(Supplied passage)

===============

Fluffy is such an endearing cat. He even has a large contingent of fans on Facebook, who follow his every move (I’m not kidding). He is fat, fluffy, puffy, affectionate, happy and full of character. He loves being carried around on my shoulder and he chirps when he wants attention. He has slept with me every night since he arrived. Whereas Paddy was like a king, Fluffy is like the court jester.
When Ziggy arrived, he and Fluffy made friends immediately. Primarily due to Fluffy being so amenable and amiable. He doesn’t have a territorial or aggressive bone in his body.
Ziggy had a tough start in life. He came to us tiny, thin, full of mites and worms. He had been kept isolated before he came to us, after being treated for everything. About a week after he arrived, I dewormed and treated both Ziggy and Fluffy for mites, just to be sure.
A return trip to the vet gave them both the all-clear.
As Ziggy recovered he grew like a weed, became stronger and more energetic, and started to annoy Fluffy (or so I thought). His particular favourite game was jumping on Fluffy’s ears and biting them. Fluffy started hissing and hiding away from him as much as possible. He stopped sleeping with me. I took quick looks at his ears (though understandably, he was reluctant to let me near them) and they seemed clean and did not smell.

===============

(Information)
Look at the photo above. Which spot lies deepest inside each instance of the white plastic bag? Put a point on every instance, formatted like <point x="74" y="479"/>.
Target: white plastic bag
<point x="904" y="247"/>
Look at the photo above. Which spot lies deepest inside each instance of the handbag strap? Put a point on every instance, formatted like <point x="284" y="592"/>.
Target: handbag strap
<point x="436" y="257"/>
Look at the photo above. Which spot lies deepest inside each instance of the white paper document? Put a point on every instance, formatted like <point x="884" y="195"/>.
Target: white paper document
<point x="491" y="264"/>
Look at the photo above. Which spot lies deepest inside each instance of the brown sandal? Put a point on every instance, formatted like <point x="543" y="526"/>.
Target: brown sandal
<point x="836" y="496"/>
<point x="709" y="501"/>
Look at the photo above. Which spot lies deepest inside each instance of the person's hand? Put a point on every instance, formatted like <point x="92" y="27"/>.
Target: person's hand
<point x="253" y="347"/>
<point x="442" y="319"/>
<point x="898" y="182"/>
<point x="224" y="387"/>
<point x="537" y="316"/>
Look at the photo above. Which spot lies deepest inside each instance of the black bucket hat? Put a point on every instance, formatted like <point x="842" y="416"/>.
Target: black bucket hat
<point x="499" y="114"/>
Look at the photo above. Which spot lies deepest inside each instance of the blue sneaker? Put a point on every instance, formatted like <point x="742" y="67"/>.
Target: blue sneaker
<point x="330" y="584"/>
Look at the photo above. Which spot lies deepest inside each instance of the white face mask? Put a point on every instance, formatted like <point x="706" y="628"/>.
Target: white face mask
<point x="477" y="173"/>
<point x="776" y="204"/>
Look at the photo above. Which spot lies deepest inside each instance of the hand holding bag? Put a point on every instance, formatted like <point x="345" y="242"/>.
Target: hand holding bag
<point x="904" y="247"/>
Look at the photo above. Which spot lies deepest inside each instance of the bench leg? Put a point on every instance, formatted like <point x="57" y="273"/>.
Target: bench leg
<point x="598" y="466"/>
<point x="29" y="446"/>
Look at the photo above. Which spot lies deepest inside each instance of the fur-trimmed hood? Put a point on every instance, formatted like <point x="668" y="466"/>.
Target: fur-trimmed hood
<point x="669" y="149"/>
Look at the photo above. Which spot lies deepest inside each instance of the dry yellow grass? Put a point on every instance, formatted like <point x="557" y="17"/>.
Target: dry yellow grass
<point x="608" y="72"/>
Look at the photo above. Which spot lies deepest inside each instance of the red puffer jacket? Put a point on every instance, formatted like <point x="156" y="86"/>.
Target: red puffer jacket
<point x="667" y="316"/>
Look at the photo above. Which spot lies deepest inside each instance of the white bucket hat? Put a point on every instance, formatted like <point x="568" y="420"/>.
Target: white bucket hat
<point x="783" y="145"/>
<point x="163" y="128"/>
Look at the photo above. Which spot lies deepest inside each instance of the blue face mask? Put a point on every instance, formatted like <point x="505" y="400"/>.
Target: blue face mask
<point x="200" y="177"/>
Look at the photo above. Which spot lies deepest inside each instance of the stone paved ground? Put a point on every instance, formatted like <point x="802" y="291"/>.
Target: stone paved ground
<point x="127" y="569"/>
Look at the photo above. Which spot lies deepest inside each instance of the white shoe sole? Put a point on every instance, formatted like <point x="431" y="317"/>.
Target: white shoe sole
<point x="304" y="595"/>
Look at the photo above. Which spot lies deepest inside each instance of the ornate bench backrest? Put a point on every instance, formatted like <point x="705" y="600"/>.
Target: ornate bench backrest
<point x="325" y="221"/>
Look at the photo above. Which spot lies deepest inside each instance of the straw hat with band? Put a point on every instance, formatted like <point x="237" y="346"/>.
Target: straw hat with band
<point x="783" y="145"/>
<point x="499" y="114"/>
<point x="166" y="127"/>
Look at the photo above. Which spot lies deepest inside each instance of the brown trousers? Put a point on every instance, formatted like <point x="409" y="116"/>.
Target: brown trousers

===============

(What you need to do)
Resume the account of the cats Fluffy and Ziggy, starting after its final sentence.

(Written answer)
Then one day I noticed his balance was off and he was totally deaf. When I tried to check him he hissed and spat at me. Which is so unlike him that I took him straight to the emergency room, where we waited from 5pm to 9pm to be seen. Verdict: yeast infection, bacterial infection, inflammation, middle and inner ear infections, and two burst eardrums. They said Fluffy was in terrible pain. I couldn’t believe that he barely showed it. He had been eating normally and his nose was wet as always.
On the plus side (if there is one) the staff at the animal hospital fell in love with my beautiful boy. They could not believe how heavy and fluffy he is. He has unusually thick fur which makes him look bigger, and people always comment on it.
They sedated Fluff and manually drained his ears. The muck that came out of his ears was utterly disgusting. And copious. They said it had been deep inside which is why no one had spotted it. Regular vets don’t have the right equipment to look that deep inside a cat’s ear.
They gave Fluffy a cortisone injection and said they could not operate while there was still so much infection. Antibiotics do not help for this type of infection, so I had to treat him at home for 10 days and then bring him in again. Apparently eardrums also often heal by themselves.
So twice a day I had to irrigate his ears with cleansing solution and then put anti-bacterial drops in. What fun that was! I am used to giving cats pills (Tusse 1 tablet a day for five years and Paddy 3 – 5 tablets a day for seven years) and that is somewhat of a tussle, to put it mildly. But actually inflicting pain on an animal – even if it is to make them better – is horrible! Fluffy is also big and strong so it was a nightmare. At the vet it took three of us to hold him down. At home it was way harder. I had to be rough to actually get the job done and I hated myself for it.
He was miserable and seemed to become even more miserable. At one point I was on the way back to the emergency room but they said that the wait would be five hours or more. So I decided to stick it out until his appointment unless it got worse, because he hates being there. All the smells and the dogs barking and all the people stress him out.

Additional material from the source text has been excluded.